(Image segmentation entries)
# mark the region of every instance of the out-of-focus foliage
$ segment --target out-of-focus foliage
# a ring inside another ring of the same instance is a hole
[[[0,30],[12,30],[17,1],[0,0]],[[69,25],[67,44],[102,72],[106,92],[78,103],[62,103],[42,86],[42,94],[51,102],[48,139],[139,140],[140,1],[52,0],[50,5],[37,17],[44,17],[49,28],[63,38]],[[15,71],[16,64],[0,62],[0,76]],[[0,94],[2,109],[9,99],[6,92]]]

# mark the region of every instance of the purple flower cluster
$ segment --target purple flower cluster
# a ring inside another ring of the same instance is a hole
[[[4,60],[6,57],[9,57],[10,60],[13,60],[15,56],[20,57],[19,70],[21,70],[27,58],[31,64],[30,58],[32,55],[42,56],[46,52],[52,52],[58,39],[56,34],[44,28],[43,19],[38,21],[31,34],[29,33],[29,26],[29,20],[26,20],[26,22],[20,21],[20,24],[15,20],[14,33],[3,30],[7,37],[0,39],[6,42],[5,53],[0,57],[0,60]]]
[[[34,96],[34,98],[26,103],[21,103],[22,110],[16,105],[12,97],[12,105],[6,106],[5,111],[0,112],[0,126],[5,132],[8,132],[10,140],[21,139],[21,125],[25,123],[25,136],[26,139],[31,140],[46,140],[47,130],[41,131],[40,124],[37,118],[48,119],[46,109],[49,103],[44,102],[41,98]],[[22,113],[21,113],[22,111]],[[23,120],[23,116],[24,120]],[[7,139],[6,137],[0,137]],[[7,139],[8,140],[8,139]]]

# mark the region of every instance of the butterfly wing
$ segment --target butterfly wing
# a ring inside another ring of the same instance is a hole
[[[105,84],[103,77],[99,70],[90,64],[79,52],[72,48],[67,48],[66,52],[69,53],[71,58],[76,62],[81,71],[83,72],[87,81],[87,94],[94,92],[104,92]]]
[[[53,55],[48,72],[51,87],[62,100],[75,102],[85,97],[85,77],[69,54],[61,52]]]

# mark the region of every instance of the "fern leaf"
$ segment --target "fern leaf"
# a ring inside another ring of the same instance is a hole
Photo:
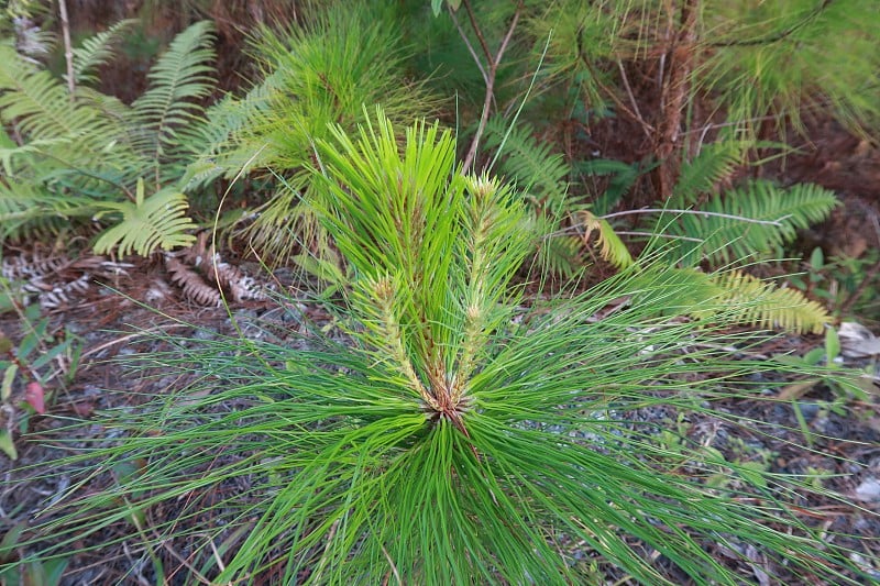
[[[173,189],[162,189],[144,198],[143,179],[138,181],[134,202],[102,203],[108,212],[122,214],[122,221],[105,231],[95,243],[97,254],[106,254],[118,247],[120,255],[131,252],[148,255],[156,248],[169,251],[176,246],[188,246],[196,237],[187,231],[196,224],[186,217],[186,196]]]
[[[833,321],[825,308],[795,289],[781,289],[739,270],[713,275],[712,279],[724,291],[719,301],[739,323],[822,333]]]
[[[661,218],[656,229],[662,226],[668,234],[701,241],[680,241],[679,261],[683,264],[695,264],[703,257],[713,263],[778,257],[798,230],[821,222],[837,204],[834,192],[815,185],[782,189],[758,180],[710,199],[702,210],[715,215],[686,213],[668,224],[661,223]]]
[[[562,155],[553,153],[550,144],[535,140],[528,124],[519,124],[508,132],[502,117],[490,119],[485,136],[486,148],[502,150],[502,172],[516,181],[520,191],[540,201],[542,209],[564,212],[571,167]]]
[[[672,198],[674,204],[693,204],[697,196],[711,192],[718,181],[734,173],[748,145],[747,141],[713,143],[682,165]]]
[[[42,230],[56,232],[68,218],[90,217],[95,202],[88,198],[55,195],[33,181],[0,180],[0,241],[29,237]]]
[[[201,112],[198,100],[213,90],[213,68],[207,65],[215,56],[212,40],[212,25],[207,21],[178,34],[150,69],[150,89],[132,104],[140,124],[148,131],[141,146],[156,163],[166,148],[178,144],[177,129],[191,124]]]
[[[591,212],[582,210],[579,218],[584,226],[583,241],[590,245],[590,240],[595,233],[600,245],[600,254],[613,265],[625,268],[632,264],[632,256],[629,254],[624,241],[620,240],[614,228],[601,218],[596,218]]]
[[[25,137],[73,136],[99,123],[97,112],[70,101],[58,79],[0,45],[0,118]]]
[[[95,69],[113,57],[111,46],[119,42],[127,29],[135,22],[138,21],[119,21],[108,30],[86,38],[74,49],[74,79],[77,84],[92,84],[98,80]]]

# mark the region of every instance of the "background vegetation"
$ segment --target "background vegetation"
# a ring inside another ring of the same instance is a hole
[[[210,511],[222,523],[197,540],[190,581],[554,583],[608,566],[735,584],[741,570],[706,543],[747,563],[752,541],[780,581],[860,579],[793,505],[836,496],[711,450],[685,463],[629,417],[663,405],[748,424],[717,407],[754,398],[756,371],[770,387],[793,369],[834,376],[865,399],[842,373],[718,349],[758,342],[735,324],[822,333],[869,307],[880,265],[800,261],[799,233],[839,200],[789,180],[784,161],[816,120],[876,146],[870,0],[127,7],[2,8],[6,250],[77,240],[81,257],[164,258],[209,303],[217,287],[244,298],[221,268],[235,253],[318,283],[334,320],[306,350],[224,340],[155,356],[216,379],[62,461],[101,457],[77,487],[101,471],[113,483],[72,490],[0,554],[50,567],[128,523],[160,581],[163,540],[199,538]],[[810,284],[783,277],[802,266]],[[3,275],[11,310],[23,274]],[[858,285],[833,295],[823,279]],[[11,390],[38,366],[8,351],[3,403],[19,408]],[[209,466],[219,447],[231,455]],[[148,515],[244,477],[242,499]],[[573,563],[572,543],[596,562]]]

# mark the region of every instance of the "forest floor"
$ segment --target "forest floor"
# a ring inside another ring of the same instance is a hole
[[[803,154],[790,156],[785,166],[777,167],[776,172],[787,183],[812,181],[835,189],[845,202],[832,220],[804,236],[807,242],[804,250],[809,254],[809,246],[822,245],[829,253],[846,252],[858,256],[877,248],[880,246],[880,151],[833,125],[816,130],[818,132],[814,135],[822,139],[804,145]],[[765,170],[765,175],[768,173],[773,172]],[[47,477],[42,467],[58,456],[58,450],[53,446],[55,439],[51,439],[50,432],[63,425],[66,418],[88,419],[96,411],[123,407],[125,401],[136,407],[141,400],[139,397],[162,394],[185,384],[183,378],[187,374],[146,376],[145,373],[127,371],[124,365],[112,360],[157,351],[157,342],[146,340],[144,332],[164,331],[197,338],[198,330],[187,324],[198,324],[201,331],[235,335],[231,319],[234,317],[240,327],[244,325],[245,335],[270,335],[284,342],[284,331],[289,324],[285,321],[286,313],[278,311],[275,302],[234,303],[230,307],[230,314],[222,308],[201,307],[185,300],[167,280],[162,266],[136,263],[128,269],[128,276],[108,283],[124,296],[107,288],[91,287],[76,299],[47,311],[50,339],[76,336],[81,355],[67,382],[58,367],[61,363],[55,361],[46,366],[46,373],[53,368],[57,371],[57,376],[47,375],[43,380],[51,417],[32,414],[29,418],[26,440],[16,438],[19,457],[15,462],[0,453],[0,539],[4,531],[26,521],[43,504],[66,488],[69,477]],[[156,306],[161,311],[145,309],[140,302]],[[326,319],[318,307],[306,307],[305,314],[316,321]],[[0,314],[0,332],[13,344],[19,344],[26,334],[14,312]],[[50,339],[44,342],[51,345]],[[822,343],[820,336],[791,335],[777,341],[779,346],[774,352],[803,355]],[[866,367],[871,363],[862,361],[854,365]],[[107,389],[130,392],[107,392]],[[812,435],[810,441],[814,442],[813,450],[803,447],[805,439],[801,423],[791,406],[737,400],[726,405],[725,409],[756,421],[755,435],[740,435],[737,442],[741,450],[738,454],[740,461],[760,460],[770,471],[780,473],[818,472],[824,476],[825,489],[851,500],[853,506],[815,498],[800,505],[813,520],[827,527],[829,535],[861,535],[862,539],[849,543],[854,555],[860,556],[854,561],[873,572],[880,583],[880,516],[877,515],[880,512],[880,391],[868,400],[848,401],[843,411],[832,408],[837,398],[834,389],[822,385],[796,397]],[[776,430],[776,439],[771,441],[762,436],[758,440],[763,425]],[[692,421],[689,433],[700,440],[696,435],[711,429],[717,430],[718,422]],[[789,430],[788,434],[780,433],[781,429]],[[102,431],[94,429],[91,432],[100,435]],[[726,449],[729,450],[730,445],[728,443]],[[754,557],[754,564],[743,568],[744,582],[765,586],[769,583],[761,571],[761,552],[752,553],[749,555]],[[138,543],[123,542],[112,551],[77,555],[70,560],[63,583],[150,584],[151,570],[148,564],[144,565]],[[718,551],[718,555],[725,555],[724,551]],[[0,560],[0,565],[2,562]],[[179,566],[179,560],[169,554],[166,571],[174,575],[173,568]],[[613,577],[609,575],[609,579]],[[169,583],[176,582],[170,579]],[[804,578],[804,584],[815,583]]]

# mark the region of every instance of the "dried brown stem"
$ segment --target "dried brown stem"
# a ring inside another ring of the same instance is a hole
[[[495,77],[498,73],[498,65],[502,62],[504,52],[507,51],[507,45],[510,43],[510,37],[514,35],[514,30],[516,29],[517,22],[519,22],[519,15],[522,12],[522,0],[517,2],[516,12],[514,12],[514,20],[510,22],[510,26],[507,29],[507,33],[504,35],[504,40],[498,47],[498,52],[494,56],[488,51],[488,45],[485,43],[485,38],[480,30],[480,25],[477,24],[476,19],[473,16],[473,10],[471,8],[470,0],[463,0],[463,4],[468,11],[469,18],[471,19],[471,25],[474,27],[476,36],[483,46],[483,51],[486,53],[486,58],[488,59],[488,71],[486,71],[486,97],[483,100],[483,113],[480,115],[480,124],[477,125],[476,133],[471,141],[471,146],[468,148],[468,155],[464,157],[464,163],[462,163],[462,173],[466,173],[468,169],[471,168],[471,165],[473,165],[474,158],[476,158],[476,148],[480,145],[480,139],[483,136],[483,132],[486,130],[488,112],[492,109],[492,102],[495,99]]]

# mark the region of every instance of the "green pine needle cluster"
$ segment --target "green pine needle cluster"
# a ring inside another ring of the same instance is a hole
[[[645,417],[748,425],[716,401],[783,365],[718,350],[722,311],[670,319],[711,308],[662,265],[524,312],[521,199],[460,174],[438,125],[402,142],[382,112],[367,120],[319,141],[312,172],[353,272],[345,335],[168,339],[144,360],[199,382],[109,413],[118,440],[59,463],[100,466],[26,546],[46,559],[136,534],[157,568],[165,544],[185,545],[190,583],[584,584],[583,557],[642,584],[750,579],[721,545],[741,567],[757,548],[771,581],[857,583],[848,552],[800,516],[815,487],[715,447],[670,450]]]

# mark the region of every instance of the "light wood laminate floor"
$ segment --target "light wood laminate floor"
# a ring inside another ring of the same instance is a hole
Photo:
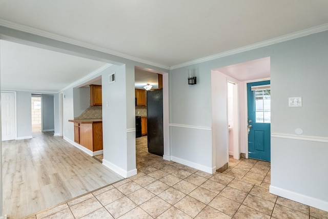
[[[2,142],[4,213],[23,217],[122,178],[53,132]]]

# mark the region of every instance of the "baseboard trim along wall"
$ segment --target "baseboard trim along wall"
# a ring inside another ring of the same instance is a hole
[[[224,170],[227,169],[229,167],[229,164],[228,163],[226,163],[223,166],[222,166],[222,167],[220,167],[219,169],[216,170],[216,172],[222,173]]]
[[[52,129],[44,129],[42,131],[43,132],[47,132],[47,131],[54,131],[55,130]]]
[[[211,127],[207,127],[204,126],[191,126],[189,125],[176,124],[172,123],[172,124],[170,124],[170,126],[173,126],[175,127],[188,128],[190,129],[202,129],[205,130],[212,130]]]
[[[76,147],[77,147],[77,148],[78,148],[84,152],[88,154],[88,155],[89,155],[90,156],[93,156],[93,152],[90,151],[90,150],[89,150],[88,149],[85,148],[84,147],[79,145],[78,144],[76,144],[75,142],[72,142],[72,141],[71,141],[70,139],[68,139],[66,137],[63,137],[63,139],[66,141],[67,142],[68,142],[68,143],[70,143],[71,145],[74,146],[75,146]]]
[[[170,160],[192,167],[193,168],[197,169],[197,170],[201,170],[202,171],[206,172],[208,173],[213,174],[216,171],[216,167],[213,167],[212,168],[208,167],[201,164],[197,164],[196,163],[192,162],[189,161],[176,157],[173,156],[171,156],[171,159]]]
[[[133,132],[135,132],[135,131],[135,131],[135,128],[131,128],[131,129],[127,129],[127,133]]]
[[[17,140],[22,140],[23,139],[30,139],[30,138],[33,138],[33,136],[32,135],[23,136],[23,137],[17,137]]]
[[[105,159],[102,160],[102,165],[105,165],[105,167],[110,169],[124,178],[128,178],[136,175],[137,172],[136,169],[134,169],[129,171],[127,171]]]
[[[163,154],[163,160],[165,160],[166,161],[171,161],[171,156],[168,156],[167,155]]]
[[[320,136],[298,135],[296,134],[271,132],[271,137],[328,143],[328,137]]]
[[[102,150],[99,150],[97,151],[93,151],[92,152],[93,156],[97,156],[97,155],[102,154],[104,153]]]
[[[270,186],[269,190],[271,193],[312,206],[323,211],[328,211],[328,202],[275,186]]]

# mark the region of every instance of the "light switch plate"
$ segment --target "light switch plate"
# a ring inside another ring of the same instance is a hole
[[[289,97],[288,106],[290,107],[300,107],[302,106],[302,97]]]

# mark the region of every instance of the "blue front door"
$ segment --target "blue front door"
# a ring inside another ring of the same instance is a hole
[[[248,156],[270,161],[271,122],[270,81],[247,84]]]

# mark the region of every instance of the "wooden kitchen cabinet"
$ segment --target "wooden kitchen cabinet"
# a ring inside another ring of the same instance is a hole
[[[91,151],[102,150],[101,119],[69,120],[74,123],[74,142]]]
[[[74,141],[77,144],[80,143],[80,127],[77,123],[74,123]]]
[[[141,116],[141,135],[147,135],[147,117]]]
[[[146,106],[146,91],[141,89],[135,89],[135,97],[137,98],[137,106]]]
[[[101,106],[102,94],[101,86],[90,85],[90,106]]]

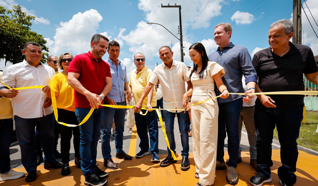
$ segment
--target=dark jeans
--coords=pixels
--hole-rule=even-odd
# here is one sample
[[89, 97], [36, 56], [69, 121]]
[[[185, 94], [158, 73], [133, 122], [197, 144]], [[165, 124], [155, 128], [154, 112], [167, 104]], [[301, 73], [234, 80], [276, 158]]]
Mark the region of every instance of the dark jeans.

__OBJECTIVE__.
Determine how many of the lines above contain the string "cluster", with case taken into account. Reply with the number alone.

__ANSWER TO THE PROBLEM__.
4